### Request:
Rewrite the stretch from the line containing "Point out every instance of the concrete pier" through the end of the records, switching "loaf of bread" to "bread loaf" and keeping everything else the same.

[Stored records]
※

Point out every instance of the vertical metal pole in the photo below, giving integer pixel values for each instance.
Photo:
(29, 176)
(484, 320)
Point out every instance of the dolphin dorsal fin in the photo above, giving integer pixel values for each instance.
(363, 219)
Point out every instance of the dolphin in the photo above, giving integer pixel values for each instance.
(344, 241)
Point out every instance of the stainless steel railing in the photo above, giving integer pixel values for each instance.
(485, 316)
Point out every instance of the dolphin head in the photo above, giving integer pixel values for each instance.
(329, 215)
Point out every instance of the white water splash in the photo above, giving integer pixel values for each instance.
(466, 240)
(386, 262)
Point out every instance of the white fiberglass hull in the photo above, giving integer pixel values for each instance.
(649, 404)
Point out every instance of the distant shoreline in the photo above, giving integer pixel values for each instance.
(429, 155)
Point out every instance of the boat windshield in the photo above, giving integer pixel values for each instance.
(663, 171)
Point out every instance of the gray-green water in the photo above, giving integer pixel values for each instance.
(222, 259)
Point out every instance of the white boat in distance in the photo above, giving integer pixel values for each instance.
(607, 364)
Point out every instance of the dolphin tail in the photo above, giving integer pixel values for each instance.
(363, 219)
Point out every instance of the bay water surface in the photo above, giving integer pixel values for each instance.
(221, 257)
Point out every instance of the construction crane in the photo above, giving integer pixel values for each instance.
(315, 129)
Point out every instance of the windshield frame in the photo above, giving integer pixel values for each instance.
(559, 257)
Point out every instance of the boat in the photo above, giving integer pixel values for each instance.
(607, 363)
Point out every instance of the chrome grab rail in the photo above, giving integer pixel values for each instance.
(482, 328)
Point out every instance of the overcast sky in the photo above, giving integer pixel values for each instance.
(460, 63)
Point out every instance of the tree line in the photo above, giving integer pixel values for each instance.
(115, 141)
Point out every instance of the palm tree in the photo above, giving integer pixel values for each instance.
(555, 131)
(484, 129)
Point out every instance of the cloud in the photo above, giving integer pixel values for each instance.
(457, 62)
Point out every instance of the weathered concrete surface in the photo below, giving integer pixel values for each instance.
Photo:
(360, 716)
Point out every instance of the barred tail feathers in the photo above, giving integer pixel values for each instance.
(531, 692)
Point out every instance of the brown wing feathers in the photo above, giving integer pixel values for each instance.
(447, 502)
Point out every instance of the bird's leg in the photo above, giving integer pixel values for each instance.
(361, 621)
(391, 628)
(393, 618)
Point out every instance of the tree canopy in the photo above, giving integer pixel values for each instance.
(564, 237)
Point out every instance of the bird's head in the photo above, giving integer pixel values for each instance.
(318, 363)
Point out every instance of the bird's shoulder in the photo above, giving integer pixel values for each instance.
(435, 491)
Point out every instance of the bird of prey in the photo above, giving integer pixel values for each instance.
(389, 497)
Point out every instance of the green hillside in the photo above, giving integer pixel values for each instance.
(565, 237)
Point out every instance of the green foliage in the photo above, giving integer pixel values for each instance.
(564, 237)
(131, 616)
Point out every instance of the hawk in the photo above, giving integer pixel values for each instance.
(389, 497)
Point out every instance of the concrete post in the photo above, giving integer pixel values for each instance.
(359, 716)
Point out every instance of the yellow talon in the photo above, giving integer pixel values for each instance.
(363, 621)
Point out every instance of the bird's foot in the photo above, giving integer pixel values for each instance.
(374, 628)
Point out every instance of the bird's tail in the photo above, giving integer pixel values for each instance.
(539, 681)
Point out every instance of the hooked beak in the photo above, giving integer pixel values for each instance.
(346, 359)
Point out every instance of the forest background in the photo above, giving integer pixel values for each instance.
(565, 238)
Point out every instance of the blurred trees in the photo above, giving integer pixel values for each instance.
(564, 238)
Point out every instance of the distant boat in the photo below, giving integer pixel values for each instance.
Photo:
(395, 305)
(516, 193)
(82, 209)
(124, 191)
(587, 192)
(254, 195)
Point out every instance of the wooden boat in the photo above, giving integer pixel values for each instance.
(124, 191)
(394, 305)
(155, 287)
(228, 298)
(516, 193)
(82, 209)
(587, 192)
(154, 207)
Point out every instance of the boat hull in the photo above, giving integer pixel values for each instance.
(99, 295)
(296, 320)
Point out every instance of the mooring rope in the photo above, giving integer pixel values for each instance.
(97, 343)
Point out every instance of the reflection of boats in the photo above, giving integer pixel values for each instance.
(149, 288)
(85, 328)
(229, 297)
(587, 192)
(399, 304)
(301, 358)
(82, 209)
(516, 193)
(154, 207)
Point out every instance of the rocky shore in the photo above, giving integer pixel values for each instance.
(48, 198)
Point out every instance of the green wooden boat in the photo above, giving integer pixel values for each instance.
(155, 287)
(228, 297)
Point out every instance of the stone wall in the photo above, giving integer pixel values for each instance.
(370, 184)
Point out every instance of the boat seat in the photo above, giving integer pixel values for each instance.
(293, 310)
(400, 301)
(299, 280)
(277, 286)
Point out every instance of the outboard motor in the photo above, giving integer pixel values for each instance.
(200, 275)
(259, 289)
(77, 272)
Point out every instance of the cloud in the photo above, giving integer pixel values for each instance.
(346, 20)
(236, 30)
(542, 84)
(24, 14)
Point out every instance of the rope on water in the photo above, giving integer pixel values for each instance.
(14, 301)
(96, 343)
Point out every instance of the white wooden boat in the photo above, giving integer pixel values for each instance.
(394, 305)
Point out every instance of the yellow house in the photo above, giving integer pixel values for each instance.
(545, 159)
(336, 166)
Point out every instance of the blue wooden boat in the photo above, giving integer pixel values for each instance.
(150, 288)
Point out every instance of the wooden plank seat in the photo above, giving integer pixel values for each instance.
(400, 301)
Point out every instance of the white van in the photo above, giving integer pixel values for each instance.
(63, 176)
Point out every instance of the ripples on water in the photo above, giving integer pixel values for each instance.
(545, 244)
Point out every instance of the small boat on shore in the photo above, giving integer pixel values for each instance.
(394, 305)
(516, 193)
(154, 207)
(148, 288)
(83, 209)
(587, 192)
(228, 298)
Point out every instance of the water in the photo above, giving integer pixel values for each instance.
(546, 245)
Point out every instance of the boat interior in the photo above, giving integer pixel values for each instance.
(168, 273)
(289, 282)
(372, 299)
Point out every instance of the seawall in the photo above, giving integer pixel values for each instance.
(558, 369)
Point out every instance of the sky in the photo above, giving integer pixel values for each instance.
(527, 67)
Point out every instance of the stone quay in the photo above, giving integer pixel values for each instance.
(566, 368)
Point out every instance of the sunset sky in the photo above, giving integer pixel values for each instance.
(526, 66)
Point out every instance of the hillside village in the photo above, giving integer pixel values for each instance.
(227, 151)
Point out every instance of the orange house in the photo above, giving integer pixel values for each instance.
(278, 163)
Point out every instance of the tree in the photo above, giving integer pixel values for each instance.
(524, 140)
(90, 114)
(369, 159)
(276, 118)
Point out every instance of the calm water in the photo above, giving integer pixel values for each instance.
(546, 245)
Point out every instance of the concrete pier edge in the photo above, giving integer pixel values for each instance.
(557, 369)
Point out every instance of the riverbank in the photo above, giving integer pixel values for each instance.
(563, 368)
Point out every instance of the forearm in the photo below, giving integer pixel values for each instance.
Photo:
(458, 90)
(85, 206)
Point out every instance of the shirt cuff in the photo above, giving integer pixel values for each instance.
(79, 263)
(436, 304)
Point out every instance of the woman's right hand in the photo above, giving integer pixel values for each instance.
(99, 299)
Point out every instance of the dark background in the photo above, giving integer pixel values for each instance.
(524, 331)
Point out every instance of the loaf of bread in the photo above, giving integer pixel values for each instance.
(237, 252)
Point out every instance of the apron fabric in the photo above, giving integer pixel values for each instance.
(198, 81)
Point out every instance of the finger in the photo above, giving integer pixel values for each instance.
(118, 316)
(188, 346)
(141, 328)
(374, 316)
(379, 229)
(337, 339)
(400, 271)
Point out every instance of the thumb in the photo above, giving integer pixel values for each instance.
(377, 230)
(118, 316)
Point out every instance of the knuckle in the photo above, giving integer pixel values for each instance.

※

### Exercise solution:
Point out every instance of the concrete pier edge in the photo above, giving integer pixel values for each instance.
(557, 369)
Point out every instance of the riverbank in the photo above, giving integer pixel values for each instance.
(563, 368)
Point out every instance of the forearm in the photo below, giving integer pixel values for each instance.
Photo:
(458, 90)
(85, 206)
Point out every instance of the shirt cuff in the photo above, giving integer pixel values for each instance.
(79, 263)
(436, 304)
Point out every instance of the woman's right hand in the photo above, giving integer pixel values for each instance.
(99, 299)
Point out every instance of the dark background in the photo above, giving integer pixel values for each instance.
(524, 331)
Point out every instance of the bread loaf in the photo above, giving integer pixel values for each instance.
(237, 252)
Point out every instance of the apron fabric in the photo above, giving integer pixel values for each instance.
(198, 81)
Point out every instance of the finger in the photo above, giving integer pixel values for each instance.
(118, 316)
(188, 346)
(141, 328)
(374, 316)
(379, 229)
(337, 339)
(400, 271)
Point out every instance of the thumb in the photo above, giving integer pixel values for each instance.
(377, 230)
(118, 316)
Point out every instance of the knuckle in the photo above, giving integer pixel values for each instance.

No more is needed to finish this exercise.